EXERCISE AIM: Only the lines from the first line of the records through the line containing "job: provide the outline of every instance of the electrical" belong in the answer. Copy them exactly.
[PROVIDED MATERIAL Boundary: Start]
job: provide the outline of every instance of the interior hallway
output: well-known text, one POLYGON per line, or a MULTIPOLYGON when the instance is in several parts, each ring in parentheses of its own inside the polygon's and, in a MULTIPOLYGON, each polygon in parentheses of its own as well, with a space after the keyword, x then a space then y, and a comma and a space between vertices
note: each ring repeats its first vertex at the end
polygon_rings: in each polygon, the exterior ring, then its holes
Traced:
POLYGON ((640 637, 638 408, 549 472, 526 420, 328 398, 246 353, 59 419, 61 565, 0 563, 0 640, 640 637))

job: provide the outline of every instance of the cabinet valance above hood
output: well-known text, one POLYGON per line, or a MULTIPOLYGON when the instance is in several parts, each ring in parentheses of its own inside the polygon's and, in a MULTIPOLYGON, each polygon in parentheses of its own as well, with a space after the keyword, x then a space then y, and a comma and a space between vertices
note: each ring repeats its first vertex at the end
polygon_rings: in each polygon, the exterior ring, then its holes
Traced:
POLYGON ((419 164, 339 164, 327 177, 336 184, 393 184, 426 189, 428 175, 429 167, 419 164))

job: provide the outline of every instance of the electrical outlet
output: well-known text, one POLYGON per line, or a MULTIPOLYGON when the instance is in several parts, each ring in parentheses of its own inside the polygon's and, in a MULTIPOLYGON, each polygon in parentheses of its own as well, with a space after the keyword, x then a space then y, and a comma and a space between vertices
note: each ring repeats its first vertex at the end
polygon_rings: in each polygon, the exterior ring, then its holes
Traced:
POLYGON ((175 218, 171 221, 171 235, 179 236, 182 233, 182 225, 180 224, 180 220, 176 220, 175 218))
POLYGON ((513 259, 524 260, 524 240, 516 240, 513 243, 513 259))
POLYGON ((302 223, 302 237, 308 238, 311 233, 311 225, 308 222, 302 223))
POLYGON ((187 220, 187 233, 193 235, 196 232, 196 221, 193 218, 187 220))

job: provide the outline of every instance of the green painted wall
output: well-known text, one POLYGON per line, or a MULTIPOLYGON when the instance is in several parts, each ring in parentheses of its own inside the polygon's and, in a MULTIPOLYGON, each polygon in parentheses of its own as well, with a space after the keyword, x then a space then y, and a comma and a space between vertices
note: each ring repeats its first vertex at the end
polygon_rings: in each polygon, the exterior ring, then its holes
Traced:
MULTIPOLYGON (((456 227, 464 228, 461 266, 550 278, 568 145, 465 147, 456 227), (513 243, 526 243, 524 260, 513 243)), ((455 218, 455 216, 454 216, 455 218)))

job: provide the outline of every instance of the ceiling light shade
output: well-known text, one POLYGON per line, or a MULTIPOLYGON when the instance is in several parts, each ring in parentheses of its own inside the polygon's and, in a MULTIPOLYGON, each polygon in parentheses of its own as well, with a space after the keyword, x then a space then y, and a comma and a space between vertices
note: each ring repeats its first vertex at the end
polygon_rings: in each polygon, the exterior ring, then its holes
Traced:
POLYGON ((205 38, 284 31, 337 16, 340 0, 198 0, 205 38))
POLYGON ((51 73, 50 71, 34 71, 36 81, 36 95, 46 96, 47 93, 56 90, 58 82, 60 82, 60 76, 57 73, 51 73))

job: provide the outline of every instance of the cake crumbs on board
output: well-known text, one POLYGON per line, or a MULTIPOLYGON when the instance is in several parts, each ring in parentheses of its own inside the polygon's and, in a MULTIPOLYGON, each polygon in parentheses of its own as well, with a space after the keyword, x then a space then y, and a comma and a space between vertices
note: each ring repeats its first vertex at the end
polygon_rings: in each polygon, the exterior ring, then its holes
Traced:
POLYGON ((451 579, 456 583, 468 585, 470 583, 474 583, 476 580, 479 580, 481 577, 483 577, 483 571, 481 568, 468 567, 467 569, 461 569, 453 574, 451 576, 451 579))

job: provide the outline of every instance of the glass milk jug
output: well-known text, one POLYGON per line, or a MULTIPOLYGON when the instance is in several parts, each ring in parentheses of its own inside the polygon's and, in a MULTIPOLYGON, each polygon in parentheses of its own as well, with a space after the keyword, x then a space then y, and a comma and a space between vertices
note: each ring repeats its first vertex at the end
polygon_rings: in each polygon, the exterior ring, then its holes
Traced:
[PROVIDED MATERIAL Boundary: End]
PROBLEM SOLUTION:
job: provide the outline of every instance of the interior hallway
output: well-known text, one POLYGON per line, or a MULTIPOLYGON when the instance is in several parts, each ring in parentheses of its own inside the polygon's and, in a MULTIPOLYGON, each polygon in parentheses of its own as well, with a space after the keyword, x then a space then y, and a comma and a space between vertices
note: each ring repeats its first vertex at the end
polygon_rings: in each polygon, the exterior ring, then its holes
Traced:
POLYGON ((640 637, 638 408, 549 472, 526 420, 328 398, 246 353, 59 419, 61 565, 0 563, 0 640, 640 637))

job: provide the outline of every instance of the cabinet valance above hood
output: well-known text, one POLYGON per line, or a MULTIPOLYGON when the instance is in several parts, each ring in parentheses of its own inside the polygon's and, in a MULTIPOLYGON, each polygon in parentheses of its own as well, with a space after the keyword, x then a space then y, and a comma and a space between vertices
note: each ring repeats its first vertex at the end
polygon_rings: in each polygon, the exterior ring, then its holes
Traced:
POLYGON ((419 164, 339 164, 327 177, 336 184, 393 184, 426 189, 428 175, 429 167, 419 164))

job: provide the outline of every instance of the electrical outlet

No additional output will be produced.